⟨

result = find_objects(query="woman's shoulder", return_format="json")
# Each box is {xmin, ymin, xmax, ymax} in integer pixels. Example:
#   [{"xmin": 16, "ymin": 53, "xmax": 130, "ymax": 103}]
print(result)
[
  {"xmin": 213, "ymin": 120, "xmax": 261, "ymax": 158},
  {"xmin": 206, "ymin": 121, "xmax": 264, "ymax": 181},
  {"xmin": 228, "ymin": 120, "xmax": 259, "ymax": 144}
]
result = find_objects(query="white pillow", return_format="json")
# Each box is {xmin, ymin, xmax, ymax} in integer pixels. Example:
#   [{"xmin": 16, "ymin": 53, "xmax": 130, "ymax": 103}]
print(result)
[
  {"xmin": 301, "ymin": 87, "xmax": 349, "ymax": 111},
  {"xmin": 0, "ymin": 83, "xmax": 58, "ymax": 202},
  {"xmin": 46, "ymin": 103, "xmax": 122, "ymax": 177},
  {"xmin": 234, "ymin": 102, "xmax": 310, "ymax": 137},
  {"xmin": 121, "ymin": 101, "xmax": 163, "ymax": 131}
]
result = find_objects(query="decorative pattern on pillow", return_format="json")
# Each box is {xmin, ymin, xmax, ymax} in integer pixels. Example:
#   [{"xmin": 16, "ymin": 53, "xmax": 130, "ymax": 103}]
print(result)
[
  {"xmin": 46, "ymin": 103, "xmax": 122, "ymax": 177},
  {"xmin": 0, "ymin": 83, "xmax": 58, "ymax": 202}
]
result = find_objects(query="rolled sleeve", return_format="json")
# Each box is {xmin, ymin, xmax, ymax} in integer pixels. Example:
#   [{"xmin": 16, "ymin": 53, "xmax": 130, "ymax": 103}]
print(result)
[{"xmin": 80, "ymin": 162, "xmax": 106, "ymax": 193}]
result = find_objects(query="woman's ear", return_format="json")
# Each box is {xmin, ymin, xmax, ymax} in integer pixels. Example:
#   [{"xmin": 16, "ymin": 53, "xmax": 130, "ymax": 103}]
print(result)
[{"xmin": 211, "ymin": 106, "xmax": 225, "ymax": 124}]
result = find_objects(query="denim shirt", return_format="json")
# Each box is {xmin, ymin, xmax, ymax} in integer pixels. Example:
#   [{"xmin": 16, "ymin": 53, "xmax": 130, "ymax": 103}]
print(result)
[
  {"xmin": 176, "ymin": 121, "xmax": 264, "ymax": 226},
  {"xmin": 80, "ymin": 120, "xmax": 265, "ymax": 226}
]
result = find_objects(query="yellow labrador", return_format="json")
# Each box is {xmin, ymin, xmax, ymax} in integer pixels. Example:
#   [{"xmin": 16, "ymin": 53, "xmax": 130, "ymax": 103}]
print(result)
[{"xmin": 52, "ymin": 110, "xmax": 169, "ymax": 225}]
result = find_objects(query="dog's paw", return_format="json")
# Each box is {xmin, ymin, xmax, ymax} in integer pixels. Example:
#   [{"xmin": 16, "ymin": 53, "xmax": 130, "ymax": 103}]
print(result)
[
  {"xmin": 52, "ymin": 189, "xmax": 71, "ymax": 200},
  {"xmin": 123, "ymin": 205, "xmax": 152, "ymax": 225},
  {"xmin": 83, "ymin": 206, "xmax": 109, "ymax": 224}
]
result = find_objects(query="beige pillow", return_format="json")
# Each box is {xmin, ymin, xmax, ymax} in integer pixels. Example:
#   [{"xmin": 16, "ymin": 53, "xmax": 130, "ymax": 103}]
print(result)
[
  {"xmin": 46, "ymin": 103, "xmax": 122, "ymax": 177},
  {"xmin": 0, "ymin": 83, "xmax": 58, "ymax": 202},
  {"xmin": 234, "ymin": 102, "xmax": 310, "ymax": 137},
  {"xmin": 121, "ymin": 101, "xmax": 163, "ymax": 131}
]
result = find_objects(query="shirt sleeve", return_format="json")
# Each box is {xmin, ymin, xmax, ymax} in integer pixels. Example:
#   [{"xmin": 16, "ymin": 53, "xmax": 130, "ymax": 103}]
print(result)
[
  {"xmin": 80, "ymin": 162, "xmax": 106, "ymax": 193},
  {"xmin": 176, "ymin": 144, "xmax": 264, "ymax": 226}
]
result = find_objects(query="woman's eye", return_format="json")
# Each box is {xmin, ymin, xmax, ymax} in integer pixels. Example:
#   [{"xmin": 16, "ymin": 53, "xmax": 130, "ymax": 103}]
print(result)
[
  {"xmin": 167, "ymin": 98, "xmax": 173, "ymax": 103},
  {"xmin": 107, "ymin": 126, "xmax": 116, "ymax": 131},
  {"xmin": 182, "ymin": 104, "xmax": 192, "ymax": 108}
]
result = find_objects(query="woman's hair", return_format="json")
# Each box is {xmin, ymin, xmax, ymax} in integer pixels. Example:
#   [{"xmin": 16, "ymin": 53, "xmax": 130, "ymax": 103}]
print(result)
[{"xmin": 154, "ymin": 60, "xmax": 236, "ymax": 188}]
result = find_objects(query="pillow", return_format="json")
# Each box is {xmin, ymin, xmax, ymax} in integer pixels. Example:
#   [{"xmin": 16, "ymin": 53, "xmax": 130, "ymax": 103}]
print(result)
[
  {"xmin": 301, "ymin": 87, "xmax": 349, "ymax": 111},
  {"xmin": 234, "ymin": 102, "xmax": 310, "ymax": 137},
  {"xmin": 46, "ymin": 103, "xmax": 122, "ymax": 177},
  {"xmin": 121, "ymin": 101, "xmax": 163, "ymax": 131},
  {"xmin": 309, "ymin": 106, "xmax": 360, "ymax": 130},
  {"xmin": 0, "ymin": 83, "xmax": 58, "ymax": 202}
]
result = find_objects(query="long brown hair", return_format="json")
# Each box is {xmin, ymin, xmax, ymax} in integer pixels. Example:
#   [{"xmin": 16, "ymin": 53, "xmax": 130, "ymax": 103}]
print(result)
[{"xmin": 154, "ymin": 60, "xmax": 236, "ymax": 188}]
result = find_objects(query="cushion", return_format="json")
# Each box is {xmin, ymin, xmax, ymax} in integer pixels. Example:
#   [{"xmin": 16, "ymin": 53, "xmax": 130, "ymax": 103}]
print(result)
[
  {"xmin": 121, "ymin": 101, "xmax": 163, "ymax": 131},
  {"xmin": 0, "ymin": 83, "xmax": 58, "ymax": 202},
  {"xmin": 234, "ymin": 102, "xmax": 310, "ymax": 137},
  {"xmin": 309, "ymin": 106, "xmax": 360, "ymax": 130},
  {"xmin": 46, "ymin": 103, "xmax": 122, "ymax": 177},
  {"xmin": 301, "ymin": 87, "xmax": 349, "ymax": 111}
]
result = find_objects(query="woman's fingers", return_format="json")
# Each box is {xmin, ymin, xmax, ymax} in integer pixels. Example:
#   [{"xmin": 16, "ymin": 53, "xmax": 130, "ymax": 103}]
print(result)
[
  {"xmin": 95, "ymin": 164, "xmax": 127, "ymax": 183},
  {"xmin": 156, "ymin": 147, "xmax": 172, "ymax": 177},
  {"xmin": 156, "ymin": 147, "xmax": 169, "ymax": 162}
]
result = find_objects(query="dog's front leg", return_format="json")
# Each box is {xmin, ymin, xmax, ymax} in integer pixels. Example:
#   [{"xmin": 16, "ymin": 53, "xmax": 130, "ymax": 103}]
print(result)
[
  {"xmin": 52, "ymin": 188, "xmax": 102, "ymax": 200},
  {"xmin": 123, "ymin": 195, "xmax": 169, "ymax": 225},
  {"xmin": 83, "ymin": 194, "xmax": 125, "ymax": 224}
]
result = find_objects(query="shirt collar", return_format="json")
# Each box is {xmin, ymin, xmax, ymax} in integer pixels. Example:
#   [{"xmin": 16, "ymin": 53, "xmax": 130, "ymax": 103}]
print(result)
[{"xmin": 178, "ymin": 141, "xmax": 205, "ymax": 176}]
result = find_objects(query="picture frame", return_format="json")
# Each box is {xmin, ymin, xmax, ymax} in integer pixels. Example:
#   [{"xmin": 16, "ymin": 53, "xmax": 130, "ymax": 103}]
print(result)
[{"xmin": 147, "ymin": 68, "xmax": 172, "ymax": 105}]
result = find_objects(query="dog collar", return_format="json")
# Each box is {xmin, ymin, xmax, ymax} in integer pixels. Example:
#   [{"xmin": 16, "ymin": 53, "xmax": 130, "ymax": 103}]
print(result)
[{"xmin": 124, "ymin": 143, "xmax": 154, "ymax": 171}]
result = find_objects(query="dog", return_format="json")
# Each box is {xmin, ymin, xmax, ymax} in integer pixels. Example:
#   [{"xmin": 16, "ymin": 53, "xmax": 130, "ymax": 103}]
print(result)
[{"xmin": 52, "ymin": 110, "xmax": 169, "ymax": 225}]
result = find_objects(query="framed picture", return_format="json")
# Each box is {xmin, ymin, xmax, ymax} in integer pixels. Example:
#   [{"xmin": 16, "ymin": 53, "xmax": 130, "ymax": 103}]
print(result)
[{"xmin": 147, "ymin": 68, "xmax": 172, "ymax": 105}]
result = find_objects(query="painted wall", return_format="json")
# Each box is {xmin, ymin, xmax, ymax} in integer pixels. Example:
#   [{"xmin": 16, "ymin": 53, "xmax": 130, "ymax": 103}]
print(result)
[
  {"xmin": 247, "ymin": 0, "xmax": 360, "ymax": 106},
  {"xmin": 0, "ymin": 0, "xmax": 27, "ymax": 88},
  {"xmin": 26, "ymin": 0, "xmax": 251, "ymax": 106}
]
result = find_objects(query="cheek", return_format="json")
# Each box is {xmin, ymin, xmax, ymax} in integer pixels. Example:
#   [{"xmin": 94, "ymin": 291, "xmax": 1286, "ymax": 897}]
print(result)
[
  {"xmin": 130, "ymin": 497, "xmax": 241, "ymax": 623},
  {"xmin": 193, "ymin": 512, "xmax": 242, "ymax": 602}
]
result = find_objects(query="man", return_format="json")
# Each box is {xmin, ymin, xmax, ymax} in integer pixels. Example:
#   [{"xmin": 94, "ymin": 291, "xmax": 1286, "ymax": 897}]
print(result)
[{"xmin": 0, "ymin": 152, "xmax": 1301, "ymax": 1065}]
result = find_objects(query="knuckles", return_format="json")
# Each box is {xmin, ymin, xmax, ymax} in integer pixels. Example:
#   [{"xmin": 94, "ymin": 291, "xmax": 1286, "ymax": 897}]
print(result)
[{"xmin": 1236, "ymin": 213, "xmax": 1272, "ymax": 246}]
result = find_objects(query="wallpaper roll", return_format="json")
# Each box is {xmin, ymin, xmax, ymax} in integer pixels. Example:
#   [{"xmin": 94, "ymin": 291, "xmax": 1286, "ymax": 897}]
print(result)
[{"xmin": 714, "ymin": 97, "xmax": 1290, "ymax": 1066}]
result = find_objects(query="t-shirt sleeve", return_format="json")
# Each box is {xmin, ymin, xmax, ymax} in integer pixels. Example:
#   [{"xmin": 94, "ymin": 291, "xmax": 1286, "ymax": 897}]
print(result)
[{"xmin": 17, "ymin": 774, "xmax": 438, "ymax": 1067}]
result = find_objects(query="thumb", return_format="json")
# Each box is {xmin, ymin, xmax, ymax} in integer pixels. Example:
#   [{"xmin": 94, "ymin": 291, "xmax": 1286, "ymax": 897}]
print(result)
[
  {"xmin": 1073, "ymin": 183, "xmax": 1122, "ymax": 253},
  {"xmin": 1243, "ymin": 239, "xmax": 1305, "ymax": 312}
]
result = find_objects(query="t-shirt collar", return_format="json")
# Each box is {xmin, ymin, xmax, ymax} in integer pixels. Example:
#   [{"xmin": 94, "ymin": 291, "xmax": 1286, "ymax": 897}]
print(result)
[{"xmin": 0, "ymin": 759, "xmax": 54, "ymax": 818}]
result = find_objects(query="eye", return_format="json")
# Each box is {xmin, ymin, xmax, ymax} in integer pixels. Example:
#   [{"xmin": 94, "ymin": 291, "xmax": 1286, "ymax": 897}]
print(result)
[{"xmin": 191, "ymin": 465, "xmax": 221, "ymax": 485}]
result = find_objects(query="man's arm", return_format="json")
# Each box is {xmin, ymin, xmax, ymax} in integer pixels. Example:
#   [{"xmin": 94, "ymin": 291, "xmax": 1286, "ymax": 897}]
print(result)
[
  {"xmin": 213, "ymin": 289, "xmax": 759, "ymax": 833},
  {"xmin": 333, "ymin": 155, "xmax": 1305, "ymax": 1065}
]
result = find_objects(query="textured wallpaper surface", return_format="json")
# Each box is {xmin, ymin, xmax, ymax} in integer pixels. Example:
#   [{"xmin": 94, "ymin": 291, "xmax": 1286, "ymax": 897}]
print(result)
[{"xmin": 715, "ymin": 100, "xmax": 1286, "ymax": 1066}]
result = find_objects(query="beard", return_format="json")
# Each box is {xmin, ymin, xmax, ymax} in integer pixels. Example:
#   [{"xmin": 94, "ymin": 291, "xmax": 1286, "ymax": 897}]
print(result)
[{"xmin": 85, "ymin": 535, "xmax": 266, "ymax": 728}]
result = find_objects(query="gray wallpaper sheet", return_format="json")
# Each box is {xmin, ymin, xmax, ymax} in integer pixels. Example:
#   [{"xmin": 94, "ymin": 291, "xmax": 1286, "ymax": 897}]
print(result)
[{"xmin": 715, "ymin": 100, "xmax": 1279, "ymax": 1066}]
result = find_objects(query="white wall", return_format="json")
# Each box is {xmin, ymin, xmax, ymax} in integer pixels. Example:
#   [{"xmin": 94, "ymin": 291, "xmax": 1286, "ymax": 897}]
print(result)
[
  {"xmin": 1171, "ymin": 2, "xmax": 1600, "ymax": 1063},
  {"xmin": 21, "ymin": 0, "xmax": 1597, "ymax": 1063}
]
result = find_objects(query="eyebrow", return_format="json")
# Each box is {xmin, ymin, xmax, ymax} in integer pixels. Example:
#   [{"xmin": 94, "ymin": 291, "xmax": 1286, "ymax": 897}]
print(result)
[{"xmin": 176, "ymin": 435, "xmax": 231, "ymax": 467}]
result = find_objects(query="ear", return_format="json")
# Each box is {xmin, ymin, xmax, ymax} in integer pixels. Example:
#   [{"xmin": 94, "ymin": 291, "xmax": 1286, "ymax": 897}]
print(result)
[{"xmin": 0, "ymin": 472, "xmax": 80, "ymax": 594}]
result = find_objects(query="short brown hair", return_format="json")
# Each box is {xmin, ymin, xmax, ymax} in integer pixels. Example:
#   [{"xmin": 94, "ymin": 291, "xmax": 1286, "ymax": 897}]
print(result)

⟩

Task objective: Search the preceding listing for the word "sleeve" and pull out every line that holds it.

Response to this task:
result = find_objects(query="rolled sleeve", return_format="json")
result = find_objects(query="shirt sleeve", return_format="json")
result = find_objects(query="t-shirt sleeve", return_format="json")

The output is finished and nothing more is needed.